Description of the task
In the passage on events of November 1605, retype word for word the portion from "Here she is" to "searched, and looted.".

Reading text
"""
Montague, Mordaunt, and Stourton (Tresham's brother-in-law) are…
November 1605 CE
Montague, Mordaunt, and Stourton (Tresham's brother-in-law) are also imprisoned in the Tower.
The Earl of Northumberland joins them on November 27.
Meanwhile the government uses the revelation of the plot to accelerate its persecution of Catholics.
The Popish Recusants Act 1605 forbids Roman Catholics from practicing the professions of law and medicine and from acting as a guardian or trustee; and it allows magistrates to search their houses for arms.
The Act also provides a new oath of allegiance, which denies the power of the Pope to depose monarchs.
The recusant is to be fined sixty pounds or to forfeit two-thirds of his land if he does not receive the sacrament of the Lord's Supper at least once a year in his Church of England parish church.
The Act also makes it high treason to obey the authority of Rome rather than the King.
The home of Anne Vaux at Enfield Chase is searched, revealing the presence of trap doors and hidden passages.
A terrified servant then reveals that Garnet, who had often stayed at the house, had recently given a Mass there.
Father John Gerard is secreted at the home of Elizabeth Vaux, in Harrowden.
Elizabeth is taken to London for interrogation.
Here she is resolute; she had never been aware that Gerard was a priest, she had presumed he was a "Catholic gentleman", and she does not know of his whereabouts.
The homes of the conspirators are searched, and looted.
The home of Mary Digby is ransacked, and she is made destitute.
Some time before the end of November, Garnet moves to Hindlip Hall near Worcester, the home of the Habingtons, where he writes a letter to the Privy Council protesting his innocence.
"""
Extracted material
"""
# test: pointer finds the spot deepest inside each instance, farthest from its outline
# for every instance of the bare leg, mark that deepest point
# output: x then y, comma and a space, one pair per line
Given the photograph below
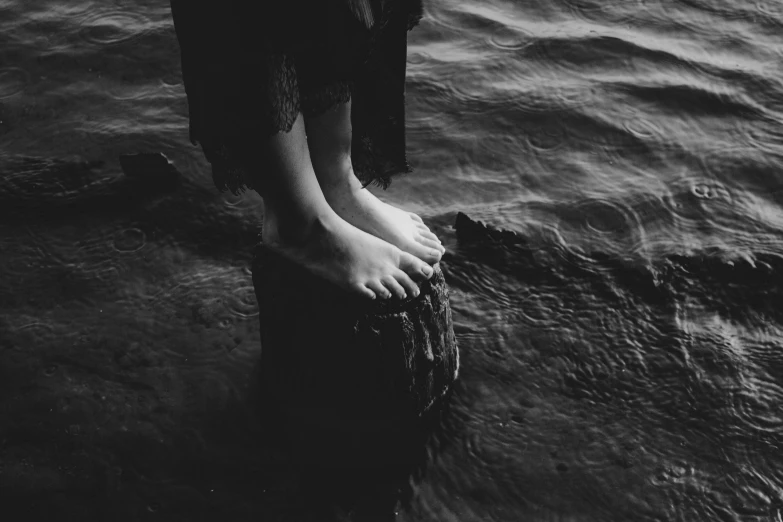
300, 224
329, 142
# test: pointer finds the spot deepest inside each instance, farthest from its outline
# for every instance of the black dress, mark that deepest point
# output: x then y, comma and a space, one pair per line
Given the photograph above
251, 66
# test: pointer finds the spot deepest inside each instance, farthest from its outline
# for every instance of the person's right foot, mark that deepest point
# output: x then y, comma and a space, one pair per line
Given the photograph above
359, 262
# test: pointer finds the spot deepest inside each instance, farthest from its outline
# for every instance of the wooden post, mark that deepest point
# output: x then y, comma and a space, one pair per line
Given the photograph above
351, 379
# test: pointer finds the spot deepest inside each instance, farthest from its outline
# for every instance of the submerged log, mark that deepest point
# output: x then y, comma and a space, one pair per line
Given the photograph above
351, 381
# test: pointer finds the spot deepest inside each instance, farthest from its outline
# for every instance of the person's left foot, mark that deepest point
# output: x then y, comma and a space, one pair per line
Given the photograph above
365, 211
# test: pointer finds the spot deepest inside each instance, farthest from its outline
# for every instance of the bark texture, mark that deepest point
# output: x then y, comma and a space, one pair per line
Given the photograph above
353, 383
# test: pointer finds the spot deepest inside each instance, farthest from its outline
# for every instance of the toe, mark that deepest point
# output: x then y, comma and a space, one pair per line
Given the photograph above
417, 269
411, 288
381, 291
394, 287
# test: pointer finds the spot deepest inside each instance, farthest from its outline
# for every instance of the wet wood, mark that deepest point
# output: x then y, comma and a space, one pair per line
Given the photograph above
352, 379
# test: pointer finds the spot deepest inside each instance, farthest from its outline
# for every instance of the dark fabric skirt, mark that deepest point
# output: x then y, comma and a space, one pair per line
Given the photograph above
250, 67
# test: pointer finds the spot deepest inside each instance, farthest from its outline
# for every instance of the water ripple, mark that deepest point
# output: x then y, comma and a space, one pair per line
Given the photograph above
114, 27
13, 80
"""
"""
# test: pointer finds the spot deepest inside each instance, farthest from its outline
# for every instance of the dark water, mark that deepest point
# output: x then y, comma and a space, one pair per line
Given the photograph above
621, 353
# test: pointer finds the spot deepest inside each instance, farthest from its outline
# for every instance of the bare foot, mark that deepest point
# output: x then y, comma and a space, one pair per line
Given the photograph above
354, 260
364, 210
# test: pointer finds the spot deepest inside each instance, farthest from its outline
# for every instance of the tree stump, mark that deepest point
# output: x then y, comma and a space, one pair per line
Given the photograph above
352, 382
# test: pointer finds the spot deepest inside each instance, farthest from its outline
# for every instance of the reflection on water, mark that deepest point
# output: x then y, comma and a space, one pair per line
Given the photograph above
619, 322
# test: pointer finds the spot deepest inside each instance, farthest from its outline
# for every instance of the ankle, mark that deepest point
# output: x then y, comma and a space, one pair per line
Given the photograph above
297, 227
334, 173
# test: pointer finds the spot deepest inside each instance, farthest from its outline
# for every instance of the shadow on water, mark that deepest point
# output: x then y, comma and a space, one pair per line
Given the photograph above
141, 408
"""
Written response
Here she is resolute; she had never been aware that Gerard was a priest, she had presumed he was a "Catholic gentleman", and she does not know of his whereabouts.
The homes of the conspirators are searched, and looted.